=== Activity 1 ===
In the passage on Nike's retail strategy, swap "crucial" for "essential" and write out the text from "By 2020, however, it" up to and including "and behavioral data.".
=== Activity 2 ===
Answer these questions from the passage on Nike's retail strategy:
(a) In what year did Nike launch Nike.com?
(b) What were Nike's e-sales by 2020?
(c) How far did competitor Adidas fall over the same period as Nike's 38% share price drop?
=== Activity 3 ===
Extend the passage on Nike's retail strategy, picking up after its final sentence.

Retail strategy tests courage, stamina, and agility at Nike
Nike pursued a dual-focus strategy of selling sports and street fashion shoes and apparel as a business-to-business company. In the absence of its own manufacturing plans, it engaged smaller-scale suppliers to manufacture products and sold them wholesale through brick-and-mortar retailers and via e-sales platforms globally. In 2016, it took control of its e-commerce offering and launched Nike.com, where it controlled the look and feel – and the relationship with its customer community. As B2B sales still generated the lion’s share of revenue, it had a slow start.
By 2020, however, it had flagship stores in key strategic locations and e-sales of $5.5bn – $4bn higher than in 2016. The Nike.com sales platform was crucial to the company’s success during COVID-19, when lockdowns severely limited sales via traditional retail outlets. It then produced an app with special functionality in its physical stores and online, thus building a community of Nike fans and delivering insights from the app’s invaluable sales and behavioral data.
By 2023, Nike’s direct-to-customer sales through stores and e-commerce had reached more than $20bn, representing 40% of the company’s total revenues, while it had cut 50% of its wholesale accounts since 2018. Also, in what was a challenging year, in 2022, Nike maintained a higher financial market confidence despite a 38% drop in its share price. Competitor Adidas fell 58% over the same period.

=== Excerpted data ===
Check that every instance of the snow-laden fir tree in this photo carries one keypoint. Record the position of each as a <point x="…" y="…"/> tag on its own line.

...

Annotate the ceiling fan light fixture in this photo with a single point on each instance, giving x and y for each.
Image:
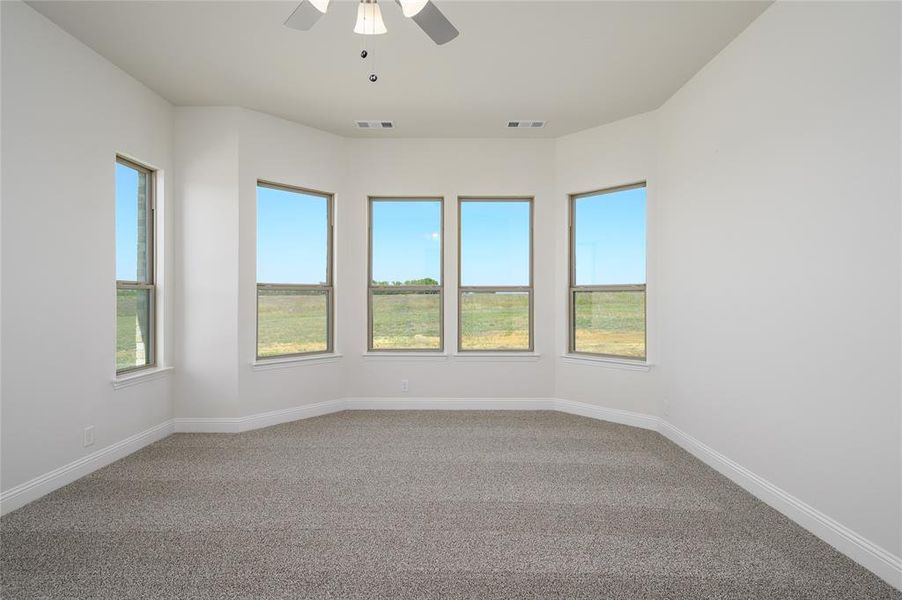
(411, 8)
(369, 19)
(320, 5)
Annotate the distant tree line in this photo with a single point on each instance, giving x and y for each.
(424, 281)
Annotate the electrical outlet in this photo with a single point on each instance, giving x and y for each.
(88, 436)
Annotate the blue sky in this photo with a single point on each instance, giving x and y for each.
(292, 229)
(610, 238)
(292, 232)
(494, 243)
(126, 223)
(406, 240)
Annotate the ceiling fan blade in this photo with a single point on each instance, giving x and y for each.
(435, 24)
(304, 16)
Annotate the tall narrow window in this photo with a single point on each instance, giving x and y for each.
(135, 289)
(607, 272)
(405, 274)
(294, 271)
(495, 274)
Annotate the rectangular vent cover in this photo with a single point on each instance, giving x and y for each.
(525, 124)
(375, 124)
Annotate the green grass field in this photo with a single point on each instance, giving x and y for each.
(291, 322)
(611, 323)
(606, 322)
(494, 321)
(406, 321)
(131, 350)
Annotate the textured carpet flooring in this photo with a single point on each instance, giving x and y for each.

=== Exercise result 1 ===
By 2020, however, it had flagship stores in key strategic locations and e-sales of $5.5bn – $4bn higher than in 2016. The Nike.com sales platform was essential to the company’s success during COVID-19, when lockdowns severely limited sales via traditional retail outlets. It then produced an app with special functionality in its physical stores and online, thus building a community of Nike fans and delivering insights from the app’s invaluable sales and behavioral data.

=== Exercise result 2 ===
(a) 2016
(b) $5.5bn
(c) 58%

=== Exercise result 3 ===
Nike’s outperformance and resilience are due to the courage of the leadership in creating an e-commerce channel when its sales through wholesaler channels were strong and remained dominant for many years. Maintaining investment levels in the e-commerce platform required stamina and, crucially, a shared vision for the twin-track future of the Nike brand and its routes to market that put the trade-offs between the channels in a broader context. The company’s ability to pivot to online sales during COVID provided resilience for the whole business.
Nike continues to transform as it again increases partnerships with wholesalers. In an investor presentation last year, Daniel Heaf, Nike’s VP of Nike Direct, said: “People always ask me: Are you a direct business or a wholesale business? And the truth is we’ve chosen both.”
We rank Nike top in the IMD Future Readiness Indicator – fashion brands.